Stored data entries
+++++

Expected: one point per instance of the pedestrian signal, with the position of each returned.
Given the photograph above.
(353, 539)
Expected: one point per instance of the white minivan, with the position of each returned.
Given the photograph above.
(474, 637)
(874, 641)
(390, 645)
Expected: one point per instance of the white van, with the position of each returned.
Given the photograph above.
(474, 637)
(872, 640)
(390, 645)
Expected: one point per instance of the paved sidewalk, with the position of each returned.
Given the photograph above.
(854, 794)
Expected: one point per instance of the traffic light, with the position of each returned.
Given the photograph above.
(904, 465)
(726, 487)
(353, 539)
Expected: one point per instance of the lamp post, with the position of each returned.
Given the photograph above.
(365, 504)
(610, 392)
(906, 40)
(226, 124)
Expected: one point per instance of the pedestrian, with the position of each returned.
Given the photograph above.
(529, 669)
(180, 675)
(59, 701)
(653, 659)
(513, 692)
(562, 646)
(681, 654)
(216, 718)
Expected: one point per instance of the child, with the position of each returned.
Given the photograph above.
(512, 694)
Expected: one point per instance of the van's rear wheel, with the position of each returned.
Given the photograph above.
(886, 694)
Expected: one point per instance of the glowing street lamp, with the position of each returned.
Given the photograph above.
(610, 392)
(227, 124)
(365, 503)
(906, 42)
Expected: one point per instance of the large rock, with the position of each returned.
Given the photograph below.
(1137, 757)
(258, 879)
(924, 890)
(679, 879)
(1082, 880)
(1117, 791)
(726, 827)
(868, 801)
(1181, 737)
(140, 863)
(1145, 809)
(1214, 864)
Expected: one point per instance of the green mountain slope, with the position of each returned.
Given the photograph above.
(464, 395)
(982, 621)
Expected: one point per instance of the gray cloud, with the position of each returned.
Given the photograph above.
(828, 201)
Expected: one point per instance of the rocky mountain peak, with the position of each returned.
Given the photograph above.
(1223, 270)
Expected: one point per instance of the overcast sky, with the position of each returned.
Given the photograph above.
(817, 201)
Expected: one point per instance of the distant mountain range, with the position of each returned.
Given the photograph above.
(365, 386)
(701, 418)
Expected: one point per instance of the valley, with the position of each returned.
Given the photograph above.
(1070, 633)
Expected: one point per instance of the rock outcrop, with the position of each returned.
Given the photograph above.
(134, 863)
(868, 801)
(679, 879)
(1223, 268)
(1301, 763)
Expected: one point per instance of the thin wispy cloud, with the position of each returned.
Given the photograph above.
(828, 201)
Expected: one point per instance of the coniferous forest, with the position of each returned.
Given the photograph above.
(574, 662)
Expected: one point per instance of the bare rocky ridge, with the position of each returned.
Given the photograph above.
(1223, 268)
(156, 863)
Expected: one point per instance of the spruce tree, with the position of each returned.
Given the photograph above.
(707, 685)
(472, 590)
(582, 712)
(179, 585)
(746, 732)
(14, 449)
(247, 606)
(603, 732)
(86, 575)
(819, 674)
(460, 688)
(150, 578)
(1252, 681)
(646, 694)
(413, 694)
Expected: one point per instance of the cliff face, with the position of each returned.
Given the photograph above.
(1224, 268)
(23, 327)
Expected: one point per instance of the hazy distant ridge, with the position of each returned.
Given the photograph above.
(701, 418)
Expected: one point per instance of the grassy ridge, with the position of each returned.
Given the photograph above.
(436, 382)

+++++

_What is expected_:
Output exactly the lines above, from the one holding "Expected: one point per instance of the rock outcrop, with" through the end of the data, including the first and last.

_Reply to the task_:
Expected: one point per instance of the rock outcrop, with the position of each returned.
Given the photograph above.
(134, 863)
(868, 801)
(679, 879)
(1223, 268)
(1301, 763)
Expected: one point per instance of the thin wispy cloud, with the position of each returned.
Given the photograph above.
(828, 201)
Expected: one point per instance of the coniferous forest, with the position of each returned.
Given the photograph above.
(574, 662)
Expected: one point per instance of the bare rocky ridge, with the position of each returned.
Given the photograph above.
(1223, 268)
(156, 863)
Expected: one point per instance of the spruce tree, with the position of each returned.
Given the photograph above.
(707, 685)
(472, 590)
(582, 712)
(179, 585)
(746, 732)
(14, 449)
(247, 606)
(603, 732)
(86, 575)
(819, 674)
(460, 688)
(150, 578)
(1252, 681)
(646, 694)
(413, 694)
Expected: one point per instance of the cliff face, with the position of each returned.
Given the photograph above.
(1224, 268)
(23, 327)
Expected: one point per instance of the hazy distant ridge, with the position of each returned.
Given the photograph above.
(701, 418)
Expected: one point per instance of the grassy ridge, with the position of each returned.
Given the photograph above.
(436, 382)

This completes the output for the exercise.